↓

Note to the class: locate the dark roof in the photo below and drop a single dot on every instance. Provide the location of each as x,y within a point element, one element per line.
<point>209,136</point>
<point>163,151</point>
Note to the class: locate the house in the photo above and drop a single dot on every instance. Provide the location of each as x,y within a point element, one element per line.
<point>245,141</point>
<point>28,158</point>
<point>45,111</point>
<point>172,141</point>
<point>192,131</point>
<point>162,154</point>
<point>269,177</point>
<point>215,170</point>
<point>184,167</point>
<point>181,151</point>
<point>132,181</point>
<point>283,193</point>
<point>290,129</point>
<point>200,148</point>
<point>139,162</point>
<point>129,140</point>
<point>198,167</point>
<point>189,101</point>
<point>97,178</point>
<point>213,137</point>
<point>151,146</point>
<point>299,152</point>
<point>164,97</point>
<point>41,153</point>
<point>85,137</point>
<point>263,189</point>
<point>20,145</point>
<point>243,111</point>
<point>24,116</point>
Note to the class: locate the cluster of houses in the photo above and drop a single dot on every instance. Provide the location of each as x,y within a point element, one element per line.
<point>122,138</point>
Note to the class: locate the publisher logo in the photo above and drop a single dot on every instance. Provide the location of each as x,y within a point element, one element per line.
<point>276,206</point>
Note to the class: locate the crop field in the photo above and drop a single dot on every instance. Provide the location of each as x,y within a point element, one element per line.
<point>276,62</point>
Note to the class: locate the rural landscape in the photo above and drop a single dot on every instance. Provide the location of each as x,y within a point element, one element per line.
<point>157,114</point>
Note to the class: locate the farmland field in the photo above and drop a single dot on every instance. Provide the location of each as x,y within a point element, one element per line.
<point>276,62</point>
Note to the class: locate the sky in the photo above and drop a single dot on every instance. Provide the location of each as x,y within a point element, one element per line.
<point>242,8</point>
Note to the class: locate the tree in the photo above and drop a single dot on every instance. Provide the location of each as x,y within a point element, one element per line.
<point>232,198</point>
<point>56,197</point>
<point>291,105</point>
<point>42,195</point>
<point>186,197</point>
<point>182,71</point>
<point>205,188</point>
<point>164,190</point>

↑

(EXERCISE REQUIREMENTS): Copy each of the rows above word for word, keeping them in their original order.

(RESPONSE TO THIS EXERCISE):
Note to the class: locate the dark roof in the photo below and drop a single dot on every instance. Provide the location of each as x,y within a point element, one element per line.
<point>209,136</point>
<point>163,151</point>
Note to the class: locate the house in the photo above and drop a single dot on every instance. Provide the location of each as x,y within a point element, one element per line.
<point>245,141</point>
<point>28,158</point>
<point>45,111</point>
<point>172,141</point>
<point>192,131</point>
<point>162,154</point>
<point>269,177</point>
<point>215,170</point>
<point>184,167</point>
<point>181,151</point>
<point>132,181</point>
<point>283,193</point>
<point>290,129</point>
<point>200,148</point>
<point>139,162</point>
<point>129,140</point>
<point>198,167</point>
<point>189,101</point>
<point>97,178</point>
<point>213,137</point>
<point>151,146</point>
<point>299,152</point>
<point>164,97</point>
<point>41,153</point>
<point>85,137</point>
<point>263,189</point>
<point>20,145</point>
<point>243,111</point>
<point>24,116</point>
Note to the class: locate the cluster of houses in the photo above and drop a single dot on every instance. Provide the location of each as x,y within a point element, one element per line.
<point>122,138</point>
Note to the class: locate the publisher logo in the photo above and drop a single dot on every instance. Provide the location of each as x,y within a point element, one element per line.
<point>276,206</point>
Note to the class: locate the crop field in the photo above and drop a single dot on every instance. Provide the location of each as x,y within a point element, one element per line.
<point>276,62</point>
Note to the class: locate the rural landscape in the photo above and drop a single dot on every instance. Provide the location of each as x,y within a point element, one element per line.
<point>157,114</point>
Note to the class: locate the farmland field in the photo above and drop a single dot on every instance. Provide the location of each as x,y within a point element, one element per line.
<point>276,62</point>
Note to the class: locate the sky in the photo above and drop a single dot on every instance. Provide the location of each as x,y within a point element, one element per line.
<point>242,8</point>
Note to the class: locate the tree in the photo above and drop a single dot on every instance. Provide the location of each as x,y within a point element, one element per line.
<point>232,198</point>
<point>56,197</point>
<point>291,105</point>
<point>42,195</point>
<point>186,197</point>
<point>182,71</point>
<point>205,188</point>
<point>164,190</point>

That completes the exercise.